(Stored records)
((
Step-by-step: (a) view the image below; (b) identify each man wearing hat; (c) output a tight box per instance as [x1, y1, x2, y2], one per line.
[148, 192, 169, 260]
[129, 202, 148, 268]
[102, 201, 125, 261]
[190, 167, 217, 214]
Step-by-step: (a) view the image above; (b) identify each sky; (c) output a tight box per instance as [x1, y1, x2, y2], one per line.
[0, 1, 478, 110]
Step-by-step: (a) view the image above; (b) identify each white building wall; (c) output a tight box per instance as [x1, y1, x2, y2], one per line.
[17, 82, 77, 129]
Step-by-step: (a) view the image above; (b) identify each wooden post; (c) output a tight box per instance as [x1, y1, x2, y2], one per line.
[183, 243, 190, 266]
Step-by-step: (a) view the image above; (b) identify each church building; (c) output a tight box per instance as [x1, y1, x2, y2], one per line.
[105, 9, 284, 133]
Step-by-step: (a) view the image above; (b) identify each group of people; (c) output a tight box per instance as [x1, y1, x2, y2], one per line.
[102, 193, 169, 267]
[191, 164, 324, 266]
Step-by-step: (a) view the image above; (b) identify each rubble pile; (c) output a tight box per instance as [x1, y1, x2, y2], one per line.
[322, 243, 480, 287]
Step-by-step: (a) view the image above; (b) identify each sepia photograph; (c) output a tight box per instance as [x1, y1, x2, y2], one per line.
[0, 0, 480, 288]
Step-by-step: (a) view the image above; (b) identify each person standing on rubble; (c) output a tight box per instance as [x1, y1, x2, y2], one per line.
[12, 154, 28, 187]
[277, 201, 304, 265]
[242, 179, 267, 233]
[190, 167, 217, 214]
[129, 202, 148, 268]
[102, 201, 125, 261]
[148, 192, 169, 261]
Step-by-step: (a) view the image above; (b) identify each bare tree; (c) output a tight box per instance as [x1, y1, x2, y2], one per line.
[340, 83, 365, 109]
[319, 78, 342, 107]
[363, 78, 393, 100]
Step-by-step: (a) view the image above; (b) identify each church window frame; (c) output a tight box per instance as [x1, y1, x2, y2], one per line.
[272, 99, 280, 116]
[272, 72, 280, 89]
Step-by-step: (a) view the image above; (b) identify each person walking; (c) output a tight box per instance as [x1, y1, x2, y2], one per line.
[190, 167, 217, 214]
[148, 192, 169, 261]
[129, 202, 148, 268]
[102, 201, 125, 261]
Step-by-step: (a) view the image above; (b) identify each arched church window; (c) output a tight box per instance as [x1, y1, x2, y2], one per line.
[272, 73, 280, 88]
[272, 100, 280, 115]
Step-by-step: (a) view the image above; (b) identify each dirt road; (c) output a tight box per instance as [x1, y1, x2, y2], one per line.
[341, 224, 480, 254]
))
((
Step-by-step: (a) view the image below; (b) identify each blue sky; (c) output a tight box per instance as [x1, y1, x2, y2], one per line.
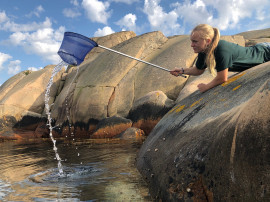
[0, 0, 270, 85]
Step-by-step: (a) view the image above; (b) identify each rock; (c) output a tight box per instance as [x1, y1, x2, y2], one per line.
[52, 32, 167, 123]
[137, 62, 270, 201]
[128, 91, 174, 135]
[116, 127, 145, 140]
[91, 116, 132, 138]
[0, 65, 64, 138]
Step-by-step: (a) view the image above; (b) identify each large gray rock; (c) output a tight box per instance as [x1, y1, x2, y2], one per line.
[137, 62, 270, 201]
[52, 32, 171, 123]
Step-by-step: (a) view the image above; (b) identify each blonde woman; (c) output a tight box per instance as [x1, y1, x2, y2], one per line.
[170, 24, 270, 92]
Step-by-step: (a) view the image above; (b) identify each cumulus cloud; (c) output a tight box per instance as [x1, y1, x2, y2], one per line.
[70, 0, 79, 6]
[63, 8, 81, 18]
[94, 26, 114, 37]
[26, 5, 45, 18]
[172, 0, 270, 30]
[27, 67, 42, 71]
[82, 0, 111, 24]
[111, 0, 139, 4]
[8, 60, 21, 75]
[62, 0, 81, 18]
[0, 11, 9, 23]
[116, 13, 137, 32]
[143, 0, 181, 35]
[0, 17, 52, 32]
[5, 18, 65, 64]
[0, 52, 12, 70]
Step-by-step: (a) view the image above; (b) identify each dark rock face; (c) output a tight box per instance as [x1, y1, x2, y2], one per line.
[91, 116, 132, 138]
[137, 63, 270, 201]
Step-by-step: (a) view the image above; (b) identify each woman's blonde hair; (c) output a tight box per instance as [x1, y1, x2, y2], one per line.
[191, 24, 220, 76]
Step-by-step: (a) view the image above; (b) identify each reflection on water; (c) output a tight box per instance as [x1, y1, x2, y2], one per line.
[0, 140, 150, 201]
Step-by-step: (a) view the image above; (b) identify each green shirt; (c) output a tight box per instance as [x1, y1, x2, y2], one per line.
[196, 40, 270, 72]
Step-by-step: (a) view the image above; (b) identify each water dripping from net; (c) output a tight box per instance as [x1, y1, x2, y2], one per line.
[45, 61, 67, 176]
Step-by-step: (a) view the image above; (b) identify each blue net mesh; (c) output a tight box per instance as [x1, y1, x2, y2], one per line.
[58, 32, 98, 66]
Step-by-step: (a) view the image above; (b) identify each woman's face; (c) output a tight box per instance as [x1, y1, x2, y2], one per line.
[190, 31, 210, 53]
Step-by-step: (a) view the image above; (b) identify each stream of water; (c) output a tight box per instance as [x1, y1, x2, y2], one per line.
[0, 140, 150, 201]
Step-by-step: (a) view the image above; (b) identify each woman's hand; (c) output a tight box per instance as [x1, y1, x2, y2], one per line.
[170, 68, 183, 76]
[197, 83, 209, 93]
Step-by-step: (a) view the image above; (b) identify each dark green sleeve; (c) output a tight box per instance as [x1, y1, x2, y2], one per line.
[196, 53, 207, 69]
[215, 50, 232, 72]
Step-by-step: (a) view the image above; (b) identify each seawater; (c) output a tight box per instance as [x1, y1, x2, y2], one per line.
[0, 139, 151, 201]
))
» TASK DIRECTIONS: Format as a numbered list the lines starting at the one containing "Step-by-step: (a) view the image above; (b) identify each sepia" and ending with the one containing "[341, 224, 480, 254]", both included, and omit any blank lines.

» OUTPUT OF THE EXERCISE:
1. Step-by-step: (a) view the image above; (b) identify each sepia photograph; (c) output a tight box per instance as [x1, y1, x2, y2], one per line.
2. [0, 0, 480, 288]
3. Step-by-step: (a) view the image above; (b) identify each person standing on rubble; (c) output a tight box per instance as [x1, y1, x2, y2], one per line.
4. [12, 154, 28, 187]
5. [277, 201, 304, 265]
6. [242, 179, 267, 233]
7. [190, 167, 217, 214]
8. [129, 202, 148, 268]
9. [102, 201, 125, 261]
10. [148, 192, 169, 261]
11. Step-by-step: (a) view the image above; (b) identify each bare tree; (c) output a tight box per instance as [x1, y1, x2, y2], one per line.
12. [340, 83, 365, 109]
13. [319, 78, 342, 107]
14. [363, 78, 393, 100]
15. Step-by-step: (a) view the image above; (b) identify each church window frame; (c) output a tight box per instance as [x1, y1, x2, y2], one per line.
16. [272, 99, 280, 116]
17. [272, 72, 280, 89]
18. Step-by-step: (a) view the image above; (b) identify each person walking; (c) output a tight box per instance as [x1, y1, x2, y2], one per line.
19. [190, 167, 217, 214]
20. [148, 192, 169, 261]
21. [129, 202, 148, 268]
22. [102, 201, 125, 261]
23. Step-by-step: (a) view the image above; (b) identify each arched church window; (c) output a tight box per instance as [x1, y1, x2, y2], one per line.
24. [272, 73, 280, 88]
25. [272, 100, 280, 115]
26. Step-by-step: (a) view the image above; (b) identify each dirt road; (c) output a tight box per instance as [x1, y1, x2, y2], one per line.
27. [341, 224, 480, 254]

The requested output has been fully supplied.